§ **Exercise aim**
Copy the rows below exactly, everything from the line containing "Where can you see the exterior" down through the last line of the rows, with both ends included, and leave the pictures out of your answer.

§ **Entries**
----------------
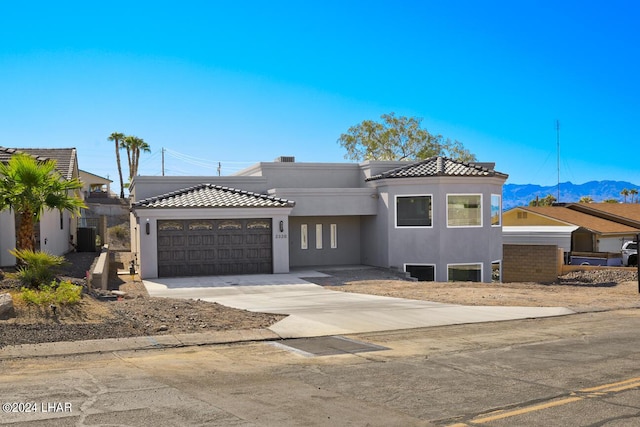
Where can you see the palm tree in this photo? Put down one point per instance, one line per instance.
(625, 193)
(134, 147)
(117, 137)
(29, 187)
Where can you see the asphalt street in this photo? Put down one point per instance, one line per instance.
(578, 370)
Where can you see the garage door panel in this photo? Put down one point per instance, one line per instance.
(214, 247)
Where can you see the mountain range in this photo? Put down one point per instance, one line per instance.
(514, 195)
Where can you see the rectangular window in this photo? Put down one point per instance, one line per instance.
(496, 210)
(424, 273)
(318, 236)
(334, 236)
(496, 271)
(304, 237)
(464, 210)
(413, 211)
(464, 273)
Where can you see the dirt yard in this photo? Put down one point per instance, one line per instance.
(579, 291)
(137, 314)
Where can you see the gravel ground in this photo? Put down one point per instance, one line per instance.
(135, 315)
(139, 315)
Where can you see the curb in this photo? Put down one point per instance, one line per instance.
(69, 348)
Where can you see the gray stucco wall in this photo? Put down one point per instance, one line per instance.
(439, 244)
(348, 239)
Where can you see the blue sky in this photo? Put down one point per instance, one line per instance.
(241, 82)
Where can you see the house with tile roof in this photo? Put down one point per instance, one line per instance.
(438, 219)
(55, 230)
(593, 227)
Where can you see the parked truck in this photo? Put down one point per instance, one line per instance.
(630, 253)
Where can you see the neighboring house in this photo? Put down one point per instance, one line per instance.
(55, 229)
(94, 186)
(438, 219)
(593, 227)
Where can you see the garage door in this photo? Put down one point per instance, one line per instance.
(214, 247)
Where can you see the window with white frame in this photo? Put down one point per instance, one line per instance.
(496, 210)
(414, 211)
(304, 236)
(464, 210)
(464, 272)
(334, 236)
(318, 236)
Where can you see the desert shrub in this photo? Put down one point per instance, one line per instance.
(63, 293)
(36, 267)
(120, 232)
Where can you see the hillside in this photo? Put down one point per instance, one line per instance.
(521, 194)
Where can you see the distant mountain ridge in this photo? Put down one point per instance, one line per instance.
(514, 195)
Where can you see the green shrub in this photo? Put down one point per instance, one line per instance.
(68, 294)
(119, 231)
(36, 267)
(63, 293)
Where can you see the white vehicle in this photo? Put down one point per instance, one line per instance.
(630, 253)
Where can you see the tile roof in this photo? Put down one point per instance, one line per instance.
(573, 217)
(65, 157)
(213, 196)
(621, 212)
(438, 166)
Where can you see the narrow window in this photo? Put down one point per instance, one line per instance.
(304, 237)
(496, 271)
(334, 236)
(318, 236)
(496, 210)
(464, 210)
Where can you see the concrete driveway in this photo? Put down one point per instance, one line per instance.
(316, 311)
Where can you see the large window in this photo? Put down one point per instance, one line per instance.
(464, 210)
(496, 210)
(464, 272)
(413, 211)
(422, 272)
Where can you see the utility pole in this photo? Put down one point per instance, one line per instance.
(558, 145)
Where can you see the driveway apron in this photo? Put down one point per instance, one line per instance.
(315, 311)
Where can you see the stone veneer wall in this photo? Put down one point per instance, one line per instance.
(529, 263)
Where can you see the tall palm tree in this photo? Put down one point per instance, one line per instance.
(117, 137)
(134, 146)
(625, 193)
(29, 187)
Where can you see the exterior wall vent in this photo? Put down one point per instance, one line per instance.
(286, 159)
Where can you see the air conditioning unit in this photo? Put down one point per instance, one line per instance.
(286, 159)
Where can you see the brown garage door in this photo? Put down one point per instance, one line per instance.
(214, 247)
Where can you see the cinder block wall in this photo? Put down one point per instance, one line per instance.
(529, 263)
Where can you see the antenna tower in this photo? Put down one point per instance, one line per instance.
(558, 145)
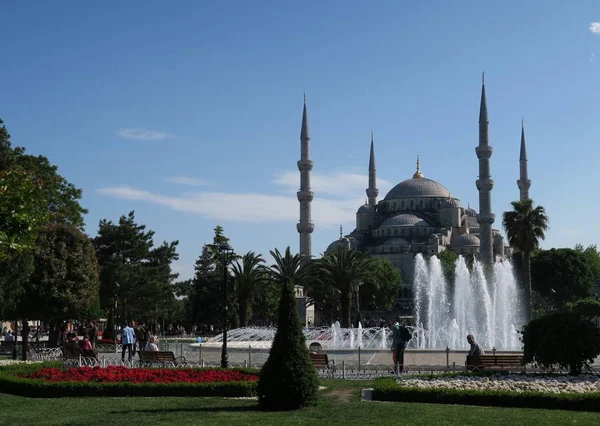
----------------
§ **Full output**
Where can you see the exterior wall vent in this photo? Put down one point per instance, one line per instance.
(286, 159)
Where can you see the air conditioning unit in this photo? Put down one point per instance, one line per instance.
(286, 159)
Where can you see the brown garage door in this photo? Put down one point per instance, one line per instance.
(214, 247)
Where can you see the cinder block wall in this photo? Put down one point per instance, one line per instance.
(529, 263)
Where can you see the antenna tower in this photo? Put down one point per instance, one line per instance.
(558, 145)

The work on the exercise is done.